* begin ENTRIES SUPPLIED *

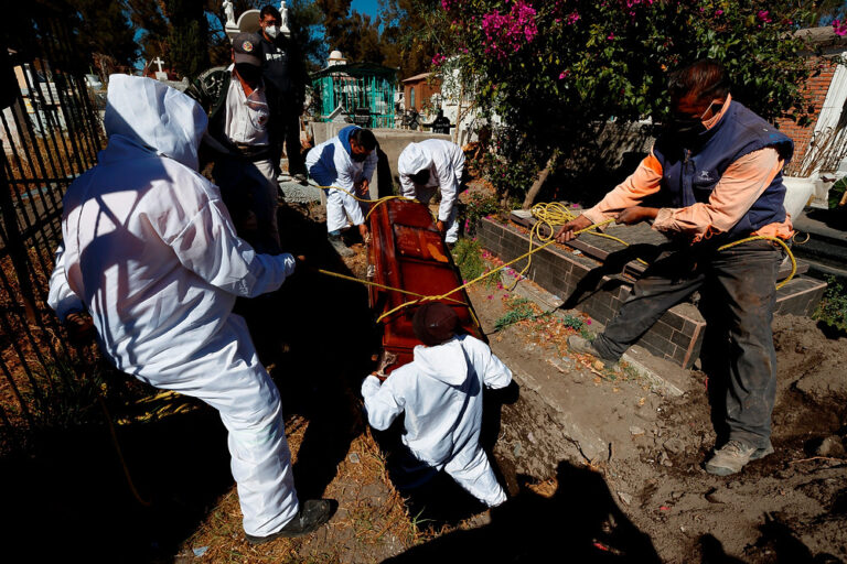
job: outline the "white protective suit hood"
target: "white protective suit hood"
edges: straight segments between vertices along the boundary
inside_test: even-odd
[[[468,378],[468,359],[455,337],[435,347],[418,345],[415,362],[425,375],[450,386],[462,386]]]
[[[412,176],[430,166],[432,166],[432,155],[418,143],[406,145],[397,161],[397,171],[407,176]]]
[[[111,75],[107,101],[109,138],[120,135],[194,171],[200,167],[197,149],[208,118],[195,100],[152,78]]]

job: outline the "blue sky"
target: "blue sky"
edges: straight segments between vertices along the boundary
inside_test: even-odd
[[[376,13],[379,11],[379,3],[377,0],[353,0],[351,9],[376,18]]]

* end ENTRIES SUPPLIED *

* INSTRUCTION: Copy out all the entries exactly. Images stay out of the copy.

* REPLY:
job: outline the "white protective suit hood"
target: "white protective suit hood"
edges: straight segments between vertices along the boundary
inside_test: even-odd
[[[468,378],[468,359],[455,337],[435,347],[418,345],[415,362],[425,375],[450,386],[462,386]]]
[[[412,176],[430,166],[432,166],[432,155],[418,143],[406,145],[397,161],[397,171],[407,176]]]
[[[111,75],[107,101],[109,138],[120,135],[194,171],[200,167],[197,149],[208,118],[195,100],[152,78]]]

job: outline the "blue sky"
target: "blue sky"
edges: straight segments between vertices along the boundary
inside_test: even-odd
[[[376,13],[379,11],[379,3],[377,0],[353,0],[351,9],[376,18]]]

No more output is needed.